Please copy out all the records below, swapping "Field-scouting task" for "Labeling task" and changing nothing else.

### RECORDS FOR THIS TASK
§ §
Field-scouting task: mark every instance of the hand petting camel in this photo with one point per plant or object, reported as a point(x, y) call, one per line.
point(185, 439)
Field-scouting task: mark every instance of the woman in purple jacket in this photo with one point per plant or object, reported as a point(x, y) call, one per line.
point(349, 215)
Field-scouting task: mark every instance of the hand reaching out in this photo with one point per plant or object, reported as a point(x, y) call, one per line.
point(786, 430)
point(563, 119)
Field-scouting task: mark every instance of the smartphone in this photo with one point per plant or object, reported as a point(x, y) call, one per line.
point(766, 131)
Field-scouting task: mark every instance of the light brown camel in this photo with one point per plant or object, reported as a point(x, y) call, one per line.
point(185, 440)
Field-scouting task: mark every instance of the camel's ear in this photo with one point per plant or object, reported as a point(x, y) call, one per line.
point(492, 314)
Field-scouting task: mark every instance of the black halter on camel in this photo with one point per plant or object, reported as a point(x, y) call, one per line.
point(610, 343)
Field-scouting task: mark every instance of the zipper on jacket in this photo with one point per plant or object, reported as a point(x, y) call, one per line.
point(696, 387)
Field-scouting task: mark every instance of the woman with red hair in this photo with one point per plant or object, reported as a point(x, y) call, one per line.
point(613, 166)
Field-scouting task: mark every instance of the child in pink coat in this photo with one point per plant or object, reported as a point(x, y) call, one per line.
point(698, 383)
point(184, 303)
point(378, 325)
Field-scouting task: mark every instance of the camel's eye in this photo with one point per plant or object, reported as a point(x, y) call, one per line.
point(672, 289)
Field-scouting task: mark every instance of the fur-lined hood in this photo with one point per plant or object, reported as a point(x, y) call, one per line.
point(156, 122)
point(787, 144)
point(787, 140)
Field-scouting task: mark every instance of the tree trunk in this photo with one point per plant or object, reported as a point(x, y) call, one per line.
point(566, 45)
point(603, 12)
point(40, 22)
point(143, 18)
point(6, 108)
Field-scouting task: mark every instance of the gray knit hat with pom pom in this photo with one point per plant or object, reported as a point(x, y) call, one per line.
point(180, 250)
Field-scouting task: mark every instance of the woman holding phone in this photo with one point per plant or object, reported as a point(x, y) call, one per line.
§ §
### RESPONSE TO THE TASK
Labeling task: mark every instance of the hand petting camel in this photo with one point per plant or object, reported as a point(x, y) call, one per line.
point(185, 439)
Labeling task: mark every instance of the woman in purple jacket in this photo with one point per plant or object, reported as a point(x, y) call, one per line.
point(349, 215)
Labeling task: mark every instance of the hand reaching out in this photo with one point per plant or object, reported as a point(x, y) call, one per line.
point(786, 430)
point(563, 119)
Labeling task: mark every instance of the smartphone in this photo with one point per plant or object, reported as a point(x, y) call, one per line.
point(766, 131)
Labeling task: mark every instance of the light brown camel in this photo with one point per plant or object, reported as a point(x, y) call, one per line.
point(185, 440)
Labeling task: mark every instance of the camel's ear in this photo with one point per plant or object, reported as a point(x, y) call, one per line.
point(492, 314)
Labeling task: mark every instance of the black halter on camel in this photo with one point per plant or object, reported as a point(x, y) call, one per line.
point(610, 343)
Labeling task: mark every instance of the zipper on jacket in this photo with one point per plant or object, reported as a point(x, y) call, one per line.
point(696, 387)
Labeling task: mark every instance of the woman with red hair in this photo with one point per plant or object, reported as a point(x, y) call, one per line.
point(613, 166)
Labeling task: mark every instance of the child in pink coat in this photo with one point per plant or object, reported as a point(x, y) call, one per line.
point(698, 383)
point(184, 303)
point(378, 325)
Labeling task: mark every instance of the camel's eye in this photo with one point per plant or object, reported as a point(x, y) call, one per line.
point(672, 289)
Labeling task: mark every instance of the fur-lined hood in this photo with one point per plant or object, reported as a point(x, y) call, one per line.
point(156, 122)
point(787, 144)
point(787, 140)
Labeling task: mark every instance of the tree trunk in this photo with one point per plant or object, reported as a point(x, y) call, one per line.
point(566, 45)
point(603, 12)
point(40, 22)
point(143, 18)
point(6, 108)
Labeling task: mark every instance of the gray knit hat with pom pom in this photo with one point per plant or object, reported as a point(x, y) call, one per line.
point(180, 250)
Labeling task: mark every instance of the woman holding phone in this photo with one point per plant or object, reported as a point(x, y) call, one per line.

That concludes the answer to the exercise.